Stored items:

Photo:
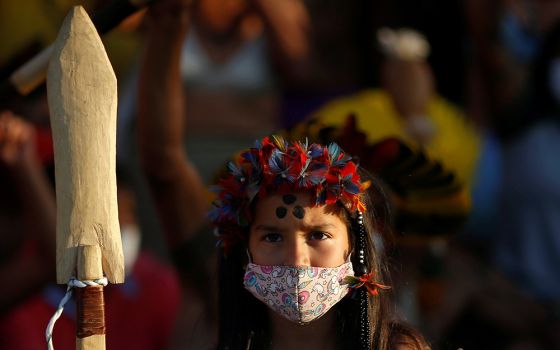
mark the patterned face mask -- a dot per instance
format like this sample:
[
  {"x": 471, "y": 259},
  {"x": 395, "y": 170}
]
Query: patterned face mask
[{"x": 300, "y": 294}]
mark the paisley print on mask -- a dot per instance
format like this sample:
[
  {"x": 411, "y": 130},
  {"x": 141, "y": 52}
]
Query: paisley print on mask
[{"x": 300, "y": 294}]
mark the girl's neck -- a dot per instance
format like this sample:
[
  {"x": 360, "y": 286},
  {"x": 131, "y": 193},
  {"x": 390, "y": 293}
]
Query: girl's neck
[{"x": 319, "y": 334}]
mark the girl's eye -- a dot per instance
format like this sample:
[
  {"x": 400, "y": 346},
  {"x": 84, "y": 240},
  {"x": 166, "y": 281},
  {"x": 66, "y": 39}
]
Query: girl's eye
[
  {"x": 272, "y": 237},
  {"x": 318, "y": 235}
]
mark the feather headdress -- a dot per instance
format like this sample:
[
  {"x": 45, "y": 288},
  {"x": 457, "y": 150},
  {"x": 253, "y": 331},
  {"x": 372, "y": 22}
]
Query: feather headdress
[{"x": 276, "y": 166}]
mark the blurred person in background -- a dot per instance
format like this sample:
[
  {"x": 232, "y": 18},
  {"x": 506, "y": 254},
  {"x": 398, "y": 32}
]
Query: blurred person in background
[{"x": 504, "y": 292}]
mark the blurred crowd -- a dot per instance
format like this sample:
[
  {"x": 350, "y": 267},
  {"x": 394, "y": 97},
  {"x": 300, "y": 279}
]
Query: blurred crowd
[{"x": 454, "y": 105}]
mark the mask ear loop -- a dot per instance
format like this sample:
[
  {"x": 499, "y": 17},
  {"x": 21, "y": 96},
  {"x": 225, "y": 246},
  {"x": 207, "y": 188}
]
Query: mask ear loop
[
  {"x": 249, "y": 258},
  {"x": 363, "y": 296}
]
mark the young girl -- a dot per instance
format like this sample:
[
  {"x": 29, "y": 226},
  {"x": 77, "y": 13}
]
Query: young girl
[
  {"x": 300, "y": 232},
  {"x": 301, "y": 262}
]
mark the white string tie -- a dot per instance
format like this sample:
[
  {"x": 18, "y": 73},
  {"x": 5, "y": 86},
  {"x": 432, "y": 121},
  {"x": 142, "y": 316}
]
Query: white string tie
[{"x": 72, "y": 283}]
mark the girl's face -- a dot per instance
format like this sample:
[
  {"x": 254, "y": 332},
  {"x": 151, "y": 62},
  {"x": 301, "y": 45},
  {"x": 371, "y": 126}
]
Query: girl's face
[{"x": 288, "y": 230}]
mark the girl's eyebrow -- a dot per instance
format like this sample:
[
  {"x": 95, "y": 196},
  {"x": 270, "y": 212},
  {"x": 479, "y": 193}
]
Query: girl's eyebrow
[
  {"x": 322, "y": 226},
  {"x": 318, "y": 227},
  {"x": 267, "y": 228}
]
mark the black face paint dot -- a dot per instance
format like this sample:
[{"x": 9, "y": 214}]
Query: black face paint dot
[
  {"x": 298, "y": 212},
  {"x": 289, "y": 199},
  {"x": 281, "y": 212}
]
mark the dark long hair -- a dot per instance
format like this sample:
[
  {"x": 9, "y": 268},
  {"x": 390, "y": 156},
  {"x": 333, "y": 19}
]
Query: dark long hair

Problem details => Reproduce all of the records above word for word, omitting the pictures.

Answer below =>
Photo:
mark the patterned face mask -- a dot per instance
format like this sample:
[
  {"x": 471, "y": 259},
  {"x": 395, "y": 170}
]
Query: patterned face mask
[{"x": 300, "y": 294}]
mark the paisley print on mask -- a dot per instance
format like this sample:
[
  {"x": 411, "y": 130},
  {"x": 141, "y": 52}
]
Query: paisley print on mask
[{"x": 300, "y": 294}]
mark the girl's neck -- a dot per instance
format like this sample:
[
  {"x": 360, "y": 286},
  {"x": 131, "y": 193},
  {"x": 390, "y": 293}
]
Query: girl's neck
[{"x": 319, "y": 334}]
mark the girl's eye -- a dot per instance
format like this sample:
[
  {"x": 400, "y": 346},
  {"x": 84, "y": 240},
  {"x": 166, "y": 281},
  {"x": 66, "y": 39}
]
Query: girl's eye
[
  {"x": 272, "y": 237},
  {"x": 318, "y": 235}
]
mark the feather headdress -- a dot per instance
format like this sample:
[
  {"x": 45, "y": 288},
  {"x": 457, "y": 150},
  {"x": 253, "y": 331},
  {"x": 372, "y": 22}
]
Query: feather headdress
[{"x": 276, "y": 166}]
mark the blurred person in background -- a dot per instance
format like this sample:
[
  {"x": 232, "y": 18},
  {"x": 506, "y": 254},
  {"x": 398, "y": 32}
]
Query: blurred person in background
[{"x": 504, "y": 292}]
mark the blurred crowd -- a dot per instance
format like this sample:
[
  {"x": 350, "y": 267},
  {"x": 394, "y": 97},
  {"x": 300, "y": 279}
]
Query: blurred crowd
[{"x": 454, "y": 105}]
mark the mask ear loop -- a dot per instance
format like this sample:
[
  {"x": 499, "y": 17},
  {"x": 21, "y": 96},
  {"x": 225, "y": 246},
  {"x": 207, "y": 188}
]
Query: mask ear loop
[
  {"x": 249, "y": 258},
  {"x": 363, "y": 296}
]
mark the young girl -- a dot per instance
format like this sample:
[
  {"x": 29, "y": 226},
  {"x": 77, "y": 13}
]
Query: young girl
[
  {"x": 300, "y": 232},
  {"x": 301, "y": 262}
]
mark the white string tie -- a dot per instance
format like this sample:
[
  {"x": 18, "y": 73},
  {"x": 5, "y": 86},
  {"x": 432, "y": 121},
  {"x": 142, "y": 316}
]
Query: white string tie
[{"x": 72, "y": 283}]
mark the girl's face -- a dot per instance
format like this sample:
[
  {"x": 254, "y": 332},
  {"x": 151, "y": 62},
  {"x": 301, "y": 45},
  {"x": 371, "y": 126}
]
Query: girl's face
[{"x": 288, "y": 230}]
mark the girl's eyebrow -- a dot per instance
format like this sample:
[
  {"x": 95, "y": 196},
  {"x": 270, "y": 212},
  {"x": 479, "y": 193}
]
Query: girl's eyebrow
[
  {"x": 322, "y": 226},
  {"x": 318, "y": 227},
  {"x": 267, "y": 228}
]
mark the black face paint dot -- a dot per instance
format like this sample:
[{"x": 9, "y": 214}]
Query: black face paint dot
[
  {"x": 298, "y": 212},
  {"x": 289, "y": 199},
  {"x": 281, "y": 212}
]
mark the dark long hair -- a dot per instance
format like this sample:
[
  {"x": 9, "y": 268},
  {"x": 390, "y": 156},
  {"x": 333, "y": 19}
]
Query: dark long hair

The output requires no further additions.